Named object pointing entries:
"""

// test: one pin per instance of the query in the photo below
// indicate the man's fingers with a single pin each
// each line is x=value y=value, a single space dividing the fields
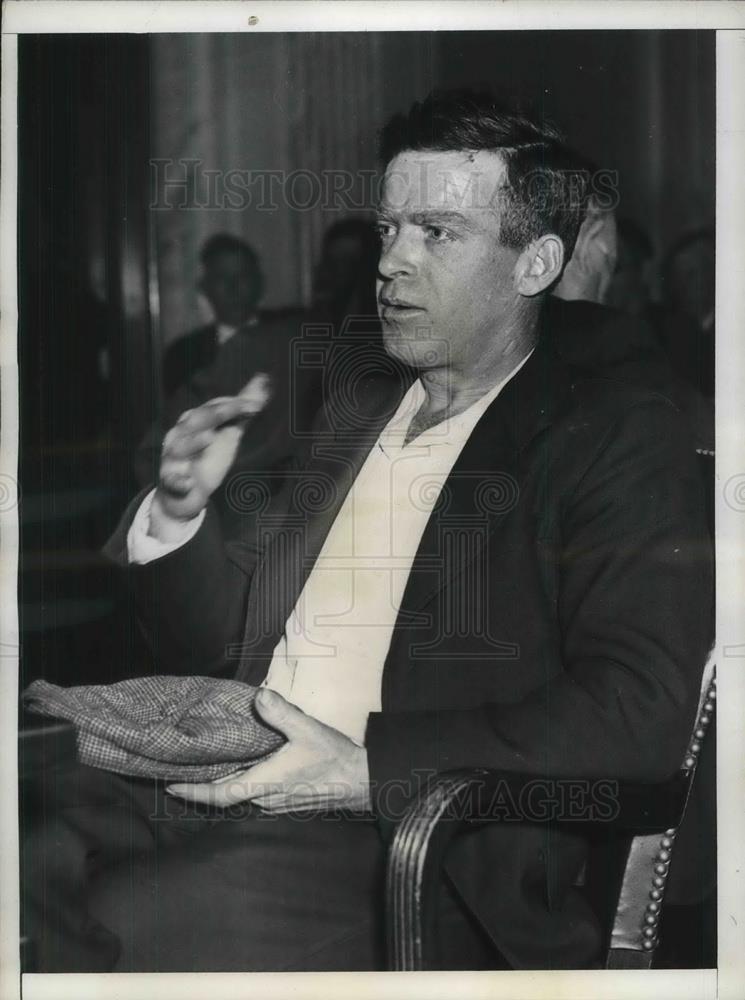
x=211 y=415
x=178 y=443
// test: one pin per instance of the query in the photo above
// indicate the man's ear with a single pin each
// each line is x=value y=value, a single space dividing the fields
x=539 y=265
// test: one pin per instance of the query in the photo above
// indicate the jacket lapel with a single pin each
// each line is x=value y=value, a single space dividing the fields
x=484 y=484
x=297 y=525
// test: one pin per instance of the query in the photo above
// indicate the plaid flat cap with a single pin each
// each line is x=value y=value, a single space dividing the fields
x=185 y=728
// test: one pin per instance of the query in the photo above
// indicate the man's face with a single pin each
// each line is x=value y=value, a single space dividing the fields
x=446 y=288
x=232 y=286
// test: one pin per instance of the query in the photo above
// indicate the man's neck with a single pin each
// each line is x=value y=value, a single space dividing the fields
x=451 y=390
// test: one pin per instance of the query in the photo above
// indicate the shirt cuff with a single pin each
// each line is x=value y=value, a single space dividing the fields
x=143 y=548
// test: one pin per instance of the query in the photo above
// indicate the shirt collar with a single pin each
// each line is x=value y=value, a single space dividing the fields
x=451 y=431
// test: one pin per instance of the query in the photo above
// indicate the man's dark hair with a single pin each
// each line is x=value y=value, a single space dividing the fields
x=222 y=243
x=547 y=184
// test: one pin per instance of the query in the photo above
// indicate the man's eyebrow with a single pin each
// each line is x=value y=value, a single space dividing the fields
x=430 y=216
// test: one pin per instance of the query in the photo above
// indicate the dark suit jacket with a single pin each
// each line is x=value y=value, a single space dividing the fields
x=189 y=355
x=555 y=621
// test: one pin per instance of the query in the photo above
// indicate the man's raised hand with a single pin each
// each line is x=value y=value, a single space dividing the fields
x=198 y=452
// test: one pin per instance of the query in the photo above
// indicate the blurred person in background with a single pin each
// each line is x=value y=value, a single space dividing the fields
x=344 y=283
x=344 y=303
x=601 y=316
x=232 y=283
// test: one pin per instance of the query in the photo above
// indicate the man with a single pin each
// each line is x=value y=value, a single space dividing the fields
x=507 y=569
x=232 y=282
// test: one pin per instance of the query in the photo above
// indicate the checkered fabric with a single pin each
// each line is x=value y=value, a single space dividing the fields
x=185 y=728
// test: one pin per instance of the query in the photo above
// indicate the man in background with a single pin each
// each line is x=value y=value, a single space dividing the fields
x=220 y=359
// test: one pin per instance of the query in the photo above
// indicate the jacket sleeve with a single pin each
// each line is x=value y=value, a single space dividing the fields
x=635 y=602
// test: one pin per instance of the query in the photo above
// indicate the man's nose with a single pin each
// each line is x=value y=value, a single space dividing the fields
x=398 y=257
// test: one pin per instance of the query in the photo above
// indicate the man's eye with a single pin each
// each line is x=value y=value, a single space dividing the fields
x=384 y=229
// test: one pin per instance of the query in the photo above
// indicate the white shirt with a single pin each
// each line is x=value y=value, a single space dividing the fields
x=329 y=660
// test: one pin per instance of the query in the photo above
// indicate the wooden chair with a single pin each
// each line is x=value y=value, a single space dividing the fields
x=641 y=839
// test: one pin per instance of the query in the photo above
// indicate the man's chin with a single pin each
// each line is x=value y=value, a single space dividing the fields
x=420 y=352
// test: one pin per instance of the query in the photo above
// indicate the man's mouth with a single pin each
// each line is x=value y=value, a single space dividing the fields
x=398 y=308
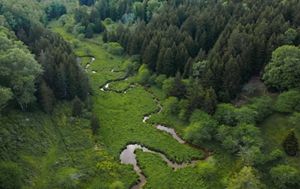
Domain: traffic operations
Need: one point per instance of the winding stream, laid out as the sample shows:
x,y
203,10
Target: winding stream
x,y
128,155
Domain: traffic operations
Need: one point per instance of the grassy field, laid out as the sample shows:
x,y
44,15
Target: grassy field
x,y
121,114
274,130
58,151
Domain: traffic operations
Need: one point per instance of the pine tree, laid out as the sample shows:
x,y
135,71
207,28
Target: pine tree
x,y
210,101
77,107
89,31
95,124
150,55
290,144
46,97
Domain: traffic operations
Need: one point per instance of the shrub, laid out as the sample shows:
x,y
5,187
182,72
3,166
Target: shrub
x,y
288,102
77,107
245,179
226,114
143,75
202,131
285,176
290,144
95,124
263,106
10,176
171,106
115,49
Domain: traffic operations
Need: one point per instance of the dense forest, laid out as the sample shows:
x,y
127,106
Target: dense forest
x,y
149,94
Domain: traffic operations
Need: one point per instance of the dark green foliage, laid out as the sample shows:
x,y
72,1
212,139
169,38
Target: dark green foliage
x,y
226,114
55,10
288,102
234,41
202,129
10,176
62,73
285,177
290,144
77,107
243,137
89,31
95,124
47,97
283,72
87,2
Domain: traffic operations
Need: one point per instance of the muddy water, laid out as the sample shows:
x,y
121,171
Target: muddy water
x,y
172,132
89,64
128,155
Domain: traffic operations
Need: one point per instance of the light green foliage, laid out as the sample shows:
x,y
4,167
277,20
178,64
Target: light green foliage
x,y
5,96
117,185
241,137
283,72
160,80
289,36
208,170
58,151
143,75
202,129
263,107
10,175
226,114
285,177
171,106
159,175
246,115
288,102
245,179
115,48
18,69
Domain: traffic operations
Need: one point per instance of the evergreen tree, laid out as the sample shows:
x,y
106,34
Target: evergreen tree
x,y
150,55
210,101
89,32
95,124
46,97
77,107
290,144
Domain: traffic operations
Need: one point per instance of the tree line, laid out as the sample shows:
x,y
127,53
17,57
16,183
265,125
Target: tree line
x,y
57,76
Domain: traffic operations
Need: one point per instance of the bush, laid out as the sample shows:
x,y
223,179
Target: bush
x,y
143,75
171,106
285,176
10,176
208,170
239,138
77,107
160,80
245,179
226,114
263,106
290,144
202,131
117,185
115,49
246,115
288,102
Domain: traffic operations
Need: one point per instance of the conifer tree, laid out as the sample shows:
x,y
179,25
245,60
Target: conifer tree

"""

=== TASK INSTRUCTIONS ===
Every entry above needs to be retyped exactly; drop the pictures.

=== THE SOLUTION ===
// test: one pin per instance of the query in the photo below
// indicate the man's fingers with a single pin each
// each line is x=value y=value, a single space dividing the fields
x=211 y=415
x=178 y=443
// test: one pin per instance of the query in the photo above
// indicate the man's ear with a single pin each
// each line is x=value y=value, a single space dividing the fields
x=539 y=265
// test: one pin per instance of the query in the photo above
// indicate the jacket lapel with a single pin each
// each line is x=value y=value, a single space dividing the fields
x=484 y=484
x=297 y=525
// test: one pin per instance of the query in the photo above
// indicate the plaid flat cap with a single pin each
// each line is x=value y=value, a single space dividing the fields
x=185 y=728
// test: one pin per instance of the query in the photo above
// indicate the man's face with a single pin each
// each line is x=value y=value, a single space dividing the fields
x=446 y=288
x=232 y=286
// test: one pin per instance of the query in the photo above
// indicate the man's neck with a single pin each
// each line is x=value y=value, a single space dividing the fields
x=451 y=390
// test: one pin per instance of the query in the photo above
// indicate the shirt cuff with a single pin each
// each line is x=value y=value, a single space dividing the fields
x=143 y=548
// test: one pin per instance of the query in the photo above
// indicate the shirt collar with a single pin each
// each line is x=value y=value, a single space dividing the fields
x=451 y=431
// test: one pin per instance of the query in the photo above
// indicate the man's dark hair with a single pin each
// each line is x=value y=value, a single space dividing the fields
x=222 y=243
x=547 y=184
// test: one pin per instance of the query in the photo above
// indicate the man's eyebrow with a single pin each
// each line is x=value y=value, a single space dividing the fields
x=430 y=216
// test: one pin per instance of the query in the photo above
// indicate the dark suit jacket with a single pin each
// each line is x=value y=value, a single space dividing the fields
x=189 y=355
x=555 y=621
// test: one pin per instance of the query in the photo above
// indicate the man's raised hand with a single pin each
// each line is x=value y=value, a single space dividing the fields
x=198 y=452
// test: one pin per instance of the query in the photo above
// indicate the blurred person in background with a single pin each
// each line is x=value y=value, a single space dividing the fields
x=344 y=283
x=344 y=303
x=601 y=316
x=232 y=283
// test: one pin per instance of the query in the photo above
// indicate the man with a single pin each
// each line is x=value y=value, a single space dividing the fields
x=507 y=569
x=232 y=282
// test: one pin per instance of the query in the photo above
// indicate the checkered fabric with a single pin each
// each line is x=value y=value, a single space dividing the fields
x=185 y=728
// test: one pin per instance of the query in the photo above
// indicate the man in background with a single pin each
// each line is x=value y=value, a single space dividing the fields
x=220 y=359
// test: one pin per instance of the query in the photo above
// indicate the jacket sleeve with a single pin each
// each line is x=value y=value, a single space dividing the fields
x=635 y=602
// test: one pin per instance of the query in the photo above
// indicate the man's nose with a single pin each
// each line is x=value y=value, a single space dividing the fields
x=398 y=257
// test: one pin per instance of the query in the photo above
// indicate the man's eye with a single pin each
// each line is x=value y=value, a single space dividing the fields
x=384 y=229
// test: one pin per instance of the query in the photo above
// indicate the white shirt with a single pin each
// each line is x=value y=value, a single space dividing the fields
x=329 y=660
// test: one pin per instance of the query in the photo above
// indicate the wooden chair with a single pin each
// each line is x=value y=value, a single space dividing the fields
x=641 y=839
// test: one pin per instance of the query in the photo above
// indicate the man's chin with a single pin each
// each line is x=value y=value, a single space dividing the fields
x=420 y=352
// test: one pin per instance of the query in the photo above
// indicate the man's mouth with a single pin each
// each line is x=value y=value, a single space dividing the fields
x=398 y=308
Domain: traffic operations
Need: one point per instance of the winding stream, laid out as the sample shows:
x,y
203,10
Target: winding stream
x,y
128,155
Domain: traffic operations
Need: one point per instance of the grassy field, laid out as the sample shows:
x,y
44,15
Target: grassy field
x,y
121,114
274,130
58,151
Domain: traffic operations
Need: one point per instance of the pine tree, laid out as the sample shows:
x,y
135,71
207,28
Target: pine tree
x,y
210,101
77,107
89,31
95,124
150,55
290,144
46,97
Domain: traffic operations
Need: one point per instance of the shrub, laid out as the sample shows:
x,y
5,187
182,72
3,166
Target: shrub
x,y
288,102
77,107
245,179
226,114
143,75
202,131
285,176
290,144
95,124
263,106
10,176
171,106
115,49
Domain: traffic operations
Need: one point per instance of the dense forest, laid out as the sample shows:
x,y
127,106
Target: dense forest
x,y
149,94
Domain: traffic operations
Need: one point per instance of the dark green foliage, laid out as the sample shows:
x,y
72,1
212,139
169,38
Target: dark green foliage
x,y
226,114
55,10
288,102
234,41
202,129
10,176
62,73
285,177
290,144
77,107
243,137
89,31
95,124
47,97
283,72
87,2
Domain: traffic operations
Need: one point per instance of the muddy water, laid out as the sample shows:
x,y
121,171
Target: muddy water
x,y
172,132
89,64
128,155
Domain: traffic operations
Need: one point per instance of the light green foliage, laid out as the sample shows:
x,y
4,167
277,20
178,64
Target: light green foliage
x,y
5,96
117,185
241,137
283,72
160,80
289,36
208,170
58,151
143,75
202,129
263,107
10,175
226,114
285,177
171,106
159,175
246,115
288,102
245,179
115,48
18,69
Domain: traffic operations
Need: one point per instance of the evergreen tree, laid out as the sample shows:
x,y
106,34
Target: evergreen tree
x,y
150,55
210,101
89,32
95,124
46,97
77,107
290,144
Domain: traffic operations
Need: one point per instance of the tree line, laid out as the sample shows:
x,y
127,53
17,57
16,183
265,125
Target: tree line
x,y
57,76
Domain: traffic operations
Need: one point per instance of the bush, laid out as the sample shows:
x,y
223,179
Target: bush
x,y
143,75
171,106
285,176
10,176
208,170
239,138
77,107
160,80
245,179
226,114
263,106
290,144
202,131
117,185
115,49
246,115
288,102
Domain: traffic operations
Need: one point per instance of the conifer tree, laid out as the sample shows:
x,y
179,25
245,60
Target: conifer tree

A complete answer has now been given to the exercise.